## Source data

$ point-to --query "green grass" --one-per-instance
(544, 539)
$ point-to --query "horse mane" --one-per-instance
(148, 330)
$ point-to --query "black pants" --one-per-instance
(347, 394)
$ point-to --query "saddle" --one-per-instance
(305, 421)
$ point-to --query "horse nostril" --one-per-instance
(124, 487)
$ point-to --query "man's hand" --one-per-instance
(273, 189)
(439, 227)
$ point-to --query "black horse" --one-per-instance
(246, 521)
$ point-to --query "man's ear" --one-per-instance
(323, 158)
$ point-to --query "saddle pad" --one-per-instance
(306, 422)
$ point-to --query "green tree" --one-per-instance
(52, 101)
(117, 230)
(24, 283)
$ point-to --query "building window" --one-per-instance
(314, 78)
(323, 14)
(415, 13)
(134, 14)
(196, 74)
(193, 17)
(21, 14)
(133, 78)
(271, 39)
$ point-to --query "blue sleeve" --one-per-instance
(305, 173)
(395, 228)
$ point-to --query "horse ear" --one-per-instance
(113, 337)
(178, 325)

---

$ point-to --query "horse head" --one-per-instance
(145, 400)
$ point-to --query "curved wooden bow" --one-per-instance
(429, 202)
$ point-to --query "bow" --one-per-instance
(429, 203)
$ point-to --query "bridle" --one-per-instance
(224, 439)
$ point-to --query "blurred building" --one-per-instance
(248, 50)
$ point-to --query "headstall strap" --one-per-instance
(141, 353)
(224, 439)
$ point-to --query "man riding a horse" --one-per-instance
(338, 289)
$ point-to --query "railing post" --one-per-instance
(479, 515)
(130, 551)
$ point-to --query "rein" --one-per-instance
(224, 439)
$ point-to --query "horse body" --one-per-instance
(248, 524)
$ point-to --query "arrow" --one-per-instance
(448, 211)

==

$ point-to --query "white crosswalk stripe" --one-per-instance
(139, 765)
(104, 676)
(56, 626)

## Problem details
Pull out each row above that contains the string "horse". Case must match.

## Written solution
$ point-to --query "horse mane" --one-per-instance
$ point-to --query "horse nostril" --one-per-instance
$ point-to --query "black horse" --one-per-instance
$ point-to --query "horse ear" --one-per-instance
$ point-to --query "horse head" --one-per-instance
$ point-to --query "man riding a horse" --one-per-instance
$ point-to --query "horse body" --one-per-instance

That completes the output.